Reproduce the records word for word, starting at the very beginning and ending with the line that contains "535 78 L 526", including that line.

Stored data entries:
= = = = = = =
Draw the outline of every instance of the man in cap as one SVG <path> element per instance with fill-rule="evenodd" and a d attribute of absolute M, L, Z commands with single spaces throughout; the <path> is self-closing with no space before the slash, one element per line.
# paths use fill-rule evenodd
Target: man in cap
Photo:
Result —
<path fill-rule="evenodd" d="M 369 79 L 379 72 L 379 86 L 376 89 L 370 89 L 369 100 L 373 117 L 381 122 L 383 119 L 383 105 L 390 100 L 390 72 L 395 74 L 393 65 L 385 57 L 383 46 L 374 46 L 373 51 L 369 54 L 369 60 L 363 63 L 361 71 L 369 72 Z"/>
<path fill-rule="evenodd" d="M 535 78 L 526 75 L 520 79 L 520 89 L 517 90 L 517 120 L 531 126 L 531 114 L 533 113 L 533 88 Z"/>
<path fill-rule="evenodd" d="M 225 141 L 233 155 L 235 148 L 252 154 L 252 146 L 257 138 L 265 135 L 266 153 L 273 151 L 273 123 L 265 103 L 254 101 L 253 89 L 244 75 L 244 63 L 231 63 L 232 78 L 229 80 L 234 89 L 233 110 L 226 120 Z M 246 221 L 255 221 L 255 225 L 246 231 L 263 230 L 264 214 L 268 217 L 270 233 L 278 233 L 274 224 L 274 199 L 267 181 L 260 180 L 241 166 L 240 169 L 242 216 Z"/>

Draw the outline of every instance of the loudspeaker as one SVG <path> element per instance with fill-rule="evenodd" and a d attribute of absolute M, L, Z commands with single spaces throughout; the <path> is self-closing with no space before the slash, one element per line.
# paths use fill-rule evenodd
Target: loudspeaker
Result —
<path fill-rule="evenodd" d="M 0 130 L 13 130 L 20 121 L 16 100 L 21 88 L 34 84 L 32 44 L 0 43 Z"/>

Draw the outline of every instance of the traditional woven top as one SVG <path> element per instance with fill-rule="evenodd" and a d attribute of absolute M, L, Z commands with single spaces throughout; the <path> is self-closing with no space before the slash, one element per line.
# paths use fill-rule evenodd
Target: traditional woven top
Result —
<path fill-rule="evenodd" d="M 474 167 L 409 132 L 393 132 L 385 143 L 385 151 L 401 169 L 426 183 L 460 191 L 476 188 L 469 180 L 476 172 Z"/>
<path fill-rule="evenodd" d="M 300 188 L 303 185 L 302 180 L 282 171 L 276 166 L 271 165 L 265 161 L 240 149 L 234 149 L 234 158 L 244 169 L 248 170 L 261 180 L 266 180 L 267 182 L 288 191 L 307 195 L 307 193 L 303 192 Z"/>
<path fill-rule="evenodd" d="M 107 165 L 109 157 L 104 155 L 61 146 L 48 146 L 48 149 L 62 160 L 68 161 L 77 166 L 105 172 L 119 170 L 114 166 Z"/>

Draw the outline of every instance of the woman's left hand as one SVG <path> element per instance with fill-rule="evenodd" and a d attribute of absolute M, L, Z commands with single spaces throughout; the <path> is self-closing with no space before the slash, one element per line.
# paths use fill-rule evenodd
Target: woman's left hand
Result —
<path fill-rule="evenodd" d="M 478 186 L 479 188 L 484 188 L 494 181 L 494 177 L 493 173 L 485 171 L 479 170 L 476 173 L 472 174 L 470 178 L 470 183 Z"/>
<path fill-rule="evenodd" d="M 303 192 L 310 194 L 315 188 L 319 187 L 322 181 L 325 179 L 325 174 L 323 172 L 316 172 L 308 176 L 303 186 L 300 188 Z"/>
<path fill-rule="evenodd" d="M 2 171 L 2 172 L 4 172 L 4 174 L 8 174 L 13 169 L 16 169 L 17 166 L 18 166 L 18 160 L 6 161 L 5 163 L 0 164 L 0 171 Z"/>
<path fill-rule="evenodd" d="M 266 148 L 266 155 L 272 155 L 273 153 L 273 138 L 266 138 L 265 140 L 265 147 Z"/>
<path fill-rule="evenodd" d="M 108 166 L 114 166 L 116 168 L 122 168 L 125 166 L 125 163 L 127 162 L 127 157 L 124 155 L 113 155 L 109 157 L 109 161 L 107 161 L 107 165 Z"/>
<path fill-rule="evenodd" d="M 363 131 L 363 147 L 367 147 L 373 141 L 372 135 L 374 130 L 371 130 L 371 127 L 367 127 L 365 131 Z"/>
= = = = = = =
▸ **Task solution**:
Draw the outline of every instance of the man in cap as one SVG <path> element per instance with fill-rule="evenodd" and a d attribute of absolute M, L, Z commands with single spaces throughout; the <path> is self-closing with no space before the slash, one element per line.
# paths use fill-rule evenodd
Target: man in cap
Photo:
Result —
<path fill-rule="evenodd" d="M 369 79 L 379 72 L 379 86 L 376 89 L 370 89 L 369 100 L 373 117 L 381 122 L 383 119 L 383 105 L 390 100 L 390 72 L 395 74 L 393 65 L 385 57 L 383 46 L 374 46 L 373 51 L 369 54 L 369 60 L 363 63 L 361 71 L 369 72 Z"/>
<path fill-rule="evenodd" d="M 535 78 L 526 75 L 520 79 L 520 89 L 517 90 L 517 120 L 531 126 L 531 114 L 533 113 L 533 88 Z"/>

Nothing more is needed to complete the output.